Saturday, August 17, 2019

Kisah Sukwan Dwikora : Rani Sigar Benging, Intelejen Brilian dari Pedalaman Kalimantan.



Rani Singar Banging, Veteran yang memiliki NPV 16.007.312 lahir di Buduk Tumu Kecamatan Krayan  nunukan pada 15 Desember 1932, Sebelum pecah konfrontasi, pria yang saat ini menjabat sebagai Kepala Desa Adat Krayan, dulunya sempat mengenyam pendidikan Sekolah Theologia Pertama di Serawak. sejarah kemudian mencatat panggilan ibu pertiwilah yang kemudian membawanya terjun ke palagan Dwikora sebagai pasukan Sukarelawan. Berikut penuturan beliau semasa era konfrontasi.

Bersiap memasuki palagan Konfrontasi.

## Catatan yang Diberikan
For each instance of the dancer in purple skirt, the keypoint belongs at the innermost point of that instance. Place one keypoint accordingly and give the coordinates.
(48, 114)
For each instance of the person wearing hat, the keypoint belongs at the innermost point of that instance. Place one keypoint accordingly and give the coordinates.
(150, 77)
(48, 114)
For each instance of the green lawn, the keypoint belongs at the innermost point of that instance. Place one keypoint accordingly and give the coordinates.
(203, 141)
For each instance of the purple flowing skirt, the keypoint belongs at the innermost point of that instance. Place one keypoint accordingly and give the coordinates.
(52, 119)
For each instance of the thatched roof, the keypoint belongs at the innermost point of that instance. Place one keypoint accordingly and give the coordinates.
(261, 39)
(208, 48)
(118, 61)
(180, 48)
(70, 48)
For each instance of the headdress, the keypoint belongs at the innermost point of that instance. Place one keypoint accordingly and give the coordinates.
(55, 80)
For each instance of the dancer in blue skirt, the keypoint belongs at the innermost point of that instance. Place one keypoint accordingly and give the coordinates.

## Tujuan Tugas
Tuliskan kembali seluruh teks kisah Rani Sigar Benging di atas tanpa mengubah satu huruf atau tanda baca pun.

## Hasil Tugas
Saturday, August 17, 2019

Kisah Sukwan Dwikora : Rani Sigar Benging, Intelejen Brilian dari Pedalaman Kalimantan.



Rani Singar Banging, Veteran yang memiliki NPV 16.007.312 lahir di Buduk Tumu Kecamatan Krayan  nunukan pada 15 Desember 1932, Sebelum pecah konfrontasi, pria yang saat ini menjabat sebagai Kepala Desa Adat Krayan, dulunya sempat mengenyam pendidikan Sekolah Theologia Pertama di Serawak. sejarah kemudian mencatat panggilan ibu pertiwilah yang kemudian membawanya terjun ke palagan Dwikora sebagai pasukan Sukarelawan. Berikut penuturan beliau semasa era konfrontasi.

Bersiap memasuki palagan Konfrontasi.